DATA FOR ANALYSIS Start Marker

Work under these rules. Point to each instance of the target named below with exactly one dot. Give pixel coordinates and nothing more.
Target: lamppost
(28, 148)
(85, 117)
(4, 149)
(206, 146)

DATA FOR ANALYSIS End Marker

→ **TASK DIRECTIONS**
Copy out the material exactly, omitting nothing.

→ **ANSWER SPACE**
Work under these rules. Point to each instance of the target named below with exactly one dot. Give pixel coordinates and nothing more.
Target: lamppost
(28, 148)
(85, 117)
(4, 149)
(206, 146)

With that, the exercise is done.